### Exercise instructions
Return the lines of the material below exactly, everything from the line containing "Q: Point out the shingle" down to the line containing "x=589 y=348", both included.

(Entries from a pointing dataset)
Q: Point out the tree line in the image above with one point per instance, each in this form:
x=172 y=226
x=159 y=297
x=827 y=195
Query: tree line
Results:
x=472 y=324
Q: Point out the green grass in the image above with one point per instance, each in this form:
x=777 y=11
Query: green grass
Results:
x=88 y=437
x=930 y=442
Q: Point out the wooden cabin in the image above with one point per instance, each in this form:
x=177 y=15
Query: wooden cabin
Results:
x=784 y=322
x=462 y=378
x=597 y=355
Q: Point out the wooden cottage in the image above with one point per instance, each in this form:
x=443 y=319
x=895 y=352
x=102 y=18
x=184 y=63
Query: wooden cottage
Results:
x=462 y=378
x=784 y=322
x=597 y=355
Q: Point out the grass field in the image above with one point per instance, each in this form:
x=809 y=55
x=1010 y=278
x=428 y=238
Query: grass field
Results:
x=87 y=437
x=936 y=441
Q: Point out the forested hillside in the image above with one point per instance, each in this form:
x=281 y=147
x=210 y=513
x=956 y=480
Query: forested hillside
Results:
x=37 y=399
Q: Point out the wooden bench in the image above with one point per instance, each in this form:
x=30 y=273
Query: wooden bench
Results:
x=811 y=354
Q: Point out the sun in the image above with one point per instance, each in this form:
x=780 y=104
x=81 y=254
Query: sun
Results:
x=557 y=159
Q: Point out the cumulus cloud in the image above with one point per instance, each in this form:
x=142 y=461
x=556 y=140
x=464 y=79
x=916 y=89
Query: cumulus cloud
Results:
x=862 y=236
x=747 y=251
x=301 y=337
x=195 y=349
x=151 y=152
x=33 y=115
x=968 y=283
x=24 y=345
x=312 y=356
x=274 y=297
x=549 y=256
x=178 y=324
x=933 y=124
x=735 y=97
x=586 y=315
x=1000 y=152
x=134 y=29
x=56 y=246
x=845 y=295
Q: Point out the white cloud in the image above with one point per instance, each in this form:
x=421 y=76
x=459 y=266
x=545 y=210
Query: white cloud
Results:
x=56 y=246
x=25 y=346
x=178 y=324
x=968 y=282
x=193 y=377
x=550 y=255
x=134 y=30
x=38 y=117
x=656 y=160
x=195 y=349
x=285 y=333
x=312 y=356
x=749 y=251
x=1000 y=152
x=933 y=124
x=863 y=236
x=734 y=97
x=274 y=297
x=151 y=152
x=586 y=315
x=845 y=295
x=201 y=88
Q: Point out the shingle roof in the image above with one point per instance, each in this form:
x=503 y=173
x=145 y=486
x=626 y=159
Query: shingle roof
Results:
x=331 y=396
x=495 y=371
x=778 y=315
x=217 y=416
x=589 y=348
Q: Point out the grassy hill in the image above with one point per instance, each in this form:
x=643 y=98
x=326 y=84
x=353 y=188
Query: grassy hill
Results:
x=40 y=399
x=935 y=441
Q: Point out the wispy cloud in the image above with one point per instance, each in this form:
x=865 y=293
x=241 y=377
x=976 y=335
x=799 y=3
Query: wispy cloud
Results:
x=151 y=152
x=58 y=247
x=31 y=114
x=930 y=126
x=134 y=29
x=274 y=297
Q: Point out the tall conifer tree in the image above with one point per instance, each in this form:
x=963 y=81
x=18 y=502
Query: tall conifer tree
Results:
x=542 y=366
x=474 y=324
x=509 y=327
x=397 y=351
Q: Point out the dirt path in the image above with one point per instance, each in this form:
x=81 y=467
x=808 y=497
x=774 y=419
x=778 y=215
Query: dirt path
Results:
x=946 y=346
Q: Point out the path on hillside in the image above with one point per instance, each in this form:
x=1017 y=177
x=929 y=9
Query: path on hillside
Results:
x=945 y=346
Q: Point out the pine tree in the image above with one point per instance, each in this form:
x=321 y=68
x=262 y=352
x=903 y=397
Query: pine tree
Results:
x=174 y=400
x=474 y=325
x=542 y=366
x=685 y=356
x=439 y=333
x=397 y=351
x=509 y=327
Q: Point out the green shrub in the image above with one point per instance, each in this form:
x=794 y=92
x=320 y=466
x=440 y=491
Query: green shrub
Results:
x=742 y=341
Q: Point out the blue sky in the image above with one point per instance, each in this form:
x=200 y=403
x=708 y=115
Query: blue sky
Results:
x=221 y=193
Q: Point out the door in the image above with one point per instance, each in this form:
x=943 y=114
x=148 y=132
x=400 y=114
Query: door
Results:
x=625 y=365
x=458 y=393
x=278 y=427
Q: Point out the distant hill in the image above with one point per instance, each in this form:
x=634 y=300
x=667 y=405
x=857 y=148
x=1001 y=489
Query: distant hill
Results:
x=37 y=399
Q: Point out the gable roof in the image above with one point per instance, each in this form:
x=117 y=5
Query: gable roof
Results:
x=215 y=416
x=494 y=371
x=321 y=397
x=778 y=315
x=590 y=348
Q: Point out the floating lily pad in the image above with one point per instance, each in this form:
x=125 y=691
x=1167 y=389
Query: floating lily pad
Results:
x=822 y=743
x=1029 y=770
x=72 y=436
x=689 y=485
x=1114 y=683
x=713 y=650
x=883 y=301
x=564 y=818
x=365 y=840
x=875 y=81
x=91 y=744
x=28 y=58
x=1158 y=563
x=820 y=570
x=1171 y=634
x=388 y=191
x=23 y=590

### Result of this exercise
Q: Point out the shingle roof in the image above with one point per instance, each in this form:
x=503 y=173
x=145 y=486
x=626 y=159
Query: shingle roof
Results:
x=331 y=396
x=495 y=371
x=778 y=315
x=217 y=416
x=589 y=348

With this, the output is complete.